>> START RECORDED DATA

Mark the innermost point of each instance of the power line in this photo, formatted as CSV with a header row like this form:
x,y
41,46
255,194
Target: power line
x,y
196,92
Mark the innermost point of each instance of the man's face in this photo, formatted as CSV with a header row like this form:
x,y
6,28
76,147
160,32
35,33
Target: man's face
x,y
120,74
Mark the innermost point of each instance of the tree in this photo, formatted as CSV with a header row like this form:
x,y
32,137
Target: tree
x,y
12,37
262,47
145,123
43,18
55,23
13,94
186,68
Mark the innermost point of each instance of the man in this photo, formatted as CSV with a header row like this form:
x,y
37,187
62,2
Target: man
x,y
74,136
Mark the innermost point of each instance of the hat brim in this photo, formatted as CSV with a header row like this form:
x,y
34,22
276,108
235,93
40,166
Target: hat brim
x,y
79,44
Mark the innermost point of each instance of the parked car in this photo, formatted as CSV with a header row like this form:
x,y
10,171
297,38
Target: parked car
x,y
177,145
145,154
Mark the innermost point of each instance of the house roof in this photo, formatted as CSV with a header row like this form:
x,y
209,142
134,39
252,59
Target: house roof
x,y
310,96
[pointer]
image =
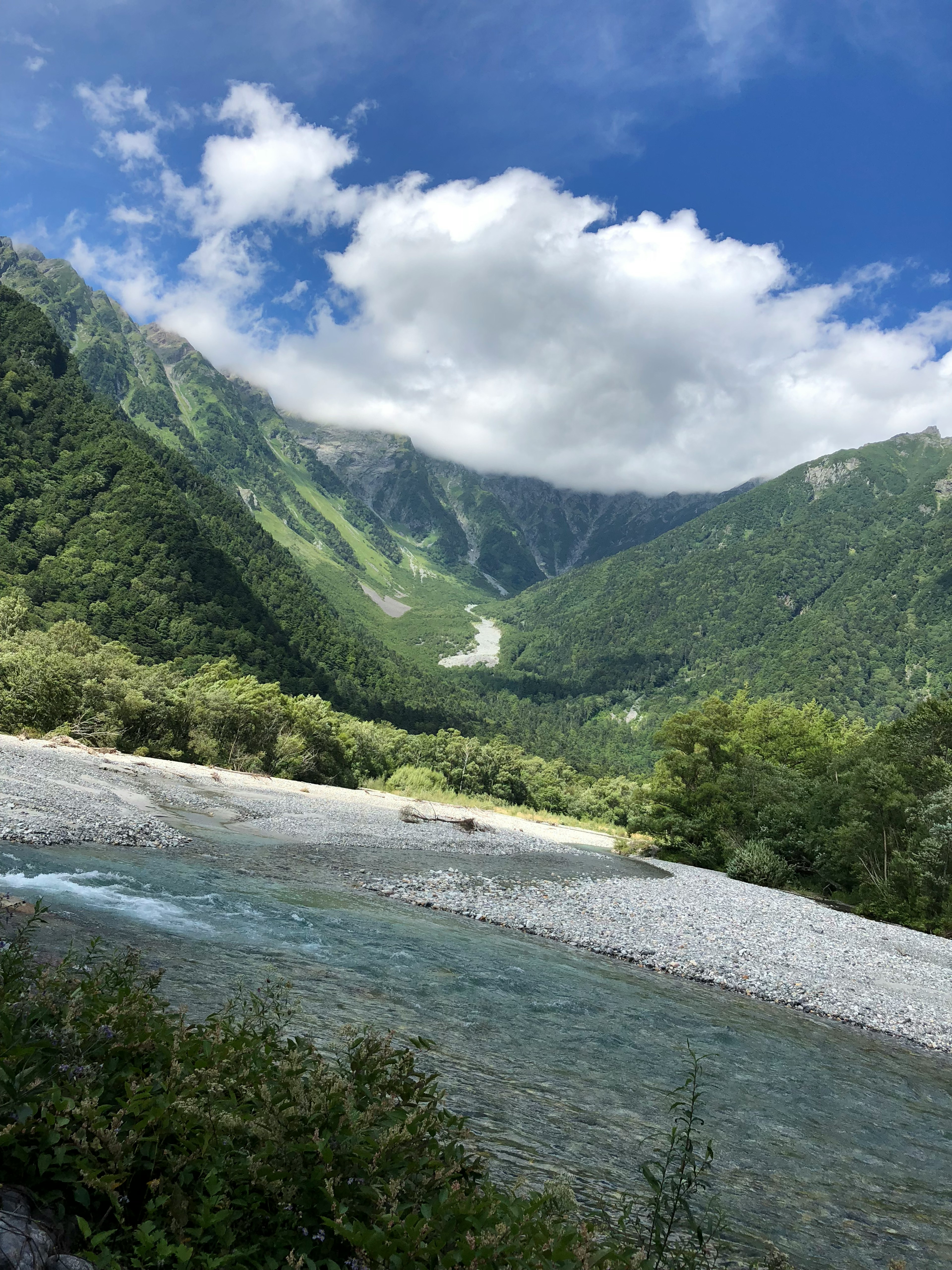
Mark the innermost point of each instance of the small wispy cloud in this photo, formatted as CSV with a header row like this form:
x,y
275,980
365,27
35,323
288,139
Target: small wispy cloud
x,y
131,215
114,101
294,298
17,37
360,112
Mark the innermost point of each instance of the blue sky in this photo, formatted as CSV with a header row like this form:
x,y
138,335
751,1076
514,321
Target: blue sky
x,y
821,129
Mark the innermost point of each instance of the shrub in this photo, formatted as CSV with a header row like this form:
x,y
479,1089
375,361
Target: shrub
x,y
758,864
226,1143
419,782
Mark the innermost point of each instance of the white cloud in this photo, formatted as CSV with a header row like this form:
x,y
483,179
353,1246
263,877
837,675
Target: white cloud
x,y
515,327
294,296
124,215
360,112
114,101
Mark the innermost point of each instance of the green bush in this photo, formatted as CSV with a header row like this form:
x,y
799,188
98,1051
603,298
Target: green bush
x,y
228,1143
757,863
421,782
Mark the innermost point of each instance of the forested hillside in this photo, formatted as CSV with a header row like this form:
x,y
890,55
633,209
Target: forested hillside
x,y
338,491
101,524
832,582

>> END RECORDED DATA

■ DIRECTIONS FOR THIS TASK: Render every line of the listing above as a Markdown table with the columns "Row" and "Line", numbering the rows and skipping any blank lines. Leave the pictures out of the answer.

■ REPLY:
| Row | Line |
|---|---|
| 1 | Mark the innermost point of each instance of the power line in this photo, formatted as CSV with a header row like this form: |
| 2 | x,y |
| 3 | 41,46 |
| 4 | 255,194 |
| 5 | Target: power line |
| 6 | x,y |
| 7 | 196,92 |
| 8 | Mark the innermost point of each instance of the man's face in this photo, formatted as CSV with a header row like this form: |
| 9 | x,y |
| 10 | 6,28 |
| 11 | 76,147 |
| 12 | 160,32 |
| 13 | 35,33 |
| 14 | Target: man's face |
| 15 | x,y |
| 16 | 120,74 |
| 17 | Mark the innermost point of each instance of the tree in this photo, formatted as CSV with a header row like this form: |
| 18 | x,y |
| 19 | 32,137 |
| 20 | Target: tree |
| 21 | x,y |
| 22 | 12,37 |
| 23 | 262,47 |
| 24 | 145,123 |
| 25 | 43,18 |
| 26 | 55,23 |
| 27 | 13,94 |
| 28 | 186,68 |
| 29 | Mark the innermost point of each instance of the man in this photo, formatted as CSV with a header row like this form: |
| 30 | x,y |
| 31 | 37,187 |
| 32 | 62,2 |
| 33 | Target: man |
| 34 | x,y |
| 35 | 74,136 |
| 36 | Mark the innermost point of each instance of the hat brim in this photo, formatted as CSV with a header row like this form: |
| 37 | x,y |
| 38 | 34,22 |
| 39 | 276,108 |
| 40 | 235,93 |
| 41 | 40,166 |
| 42 | Target: hat brim |
| 43 | x,y |
| 44 | 79,44 |
| 45 | Mark the innermost point of each instance of the parked car in this photo, formatted as CSV with a header row like this form: |
| 46 | x,y |
| 47 | 10,171 |
| 48 | 297,38 |
| 49 | Target: parked car |
| 50 | x,y |
| 51 | 177,145 |
| 52 | 145,154 |
| 53 | Mark the innermost point of each instance of the house roof in this photo, formatted as CSV with a header row like this form: |
| 54 | x,y |
| 55 | 209,142 |
| 56 | 134,39 |
| 57 | 252,59 |
| 58 | Target: house roof |
| 59 | x,y |
| 60 | 310,96 |
| 61 | [pointer] |
| 62 | image = |
| 63 | Mark the innermost point of each instance of the small wispy cloud in this photo, formatted as CSV with a header row like this form: |
| 64 | x,y |
| 65 | 275,980 |
| 66 | 365,27 |
| 67 | 35,323 |
| 68 | 288,139 |
| 69 | Target: small wispy cloud |
| 70 | x,y |
| 71 | 131,215 |
| 72 | 114,101 |
| 73 | 294,298 |
| 74 | 17,37 |
| 75 | 360,112 |
| 76 | Mark the innermost point of each instance of the blue sky in this photo, formatted as CSV with a header row like this form: |
| 77 | x,y |
| 78 | 138,335 |
| 79 | 751,1076 |
| 80 | 514,321 |
| 81 | Target: blue sky |
| 82 | x,y |
| 83 | 821,129 |
| 84 | Mark the innermost point of each instance of the shrub in this photo, formatted as CSV with a header row like this form: |
| 85 | x,y |
| 86 | 479,1089 |
| 87 | 375,361 |
| 88 | Target: shrub |
| 89 | x,y |
| 90 | 758,864 |
| 91 | 226,1143 |
| 92 | 419,782 |
| 93 | Mark the innermost point of each instance of the white cloud in this photo, formatted as CSV with a header row like this form: |
| 94 | x,y |
| 95 | 483,179 |
| 96 | 353,1246 |
| 97 | 263,877 |
| 98 | 837,675 |
| 99 | Target: white cloud |
| 100 | x,y |
| 101 | 515,327 |
| 102 | 294,296 |
| 103 | 124,215 |
| 104 | 360,112 |
| 105 | 114,101 |
| 106 | Mark the innermost point of each instance of the green bush in this photo, formatted as CSV with a header row like this form: |
| 107 | x,y |
| 108 | 799,188 |
| 109 | 98,1051 |
| 110 | 603,298 |
| 111 | Target: green bush |
| 112 | x,y |
| 113 | 228,1143 |
| 114 | 757,863 |
| 115 | 421,782 |
| 116 | Mark the innermost point of each instance of the forested hillside in this photo, formatted as CSV with a header row like this form: |
| 117 | x,y |
| 118 | 890,55 |
| 119 | 633,209 |
| 120 | Target: forested hillside |
| 121 | x,y |
| 122 | 338,491 |
| 123 | 101,524 |
| 124 | 832,582 |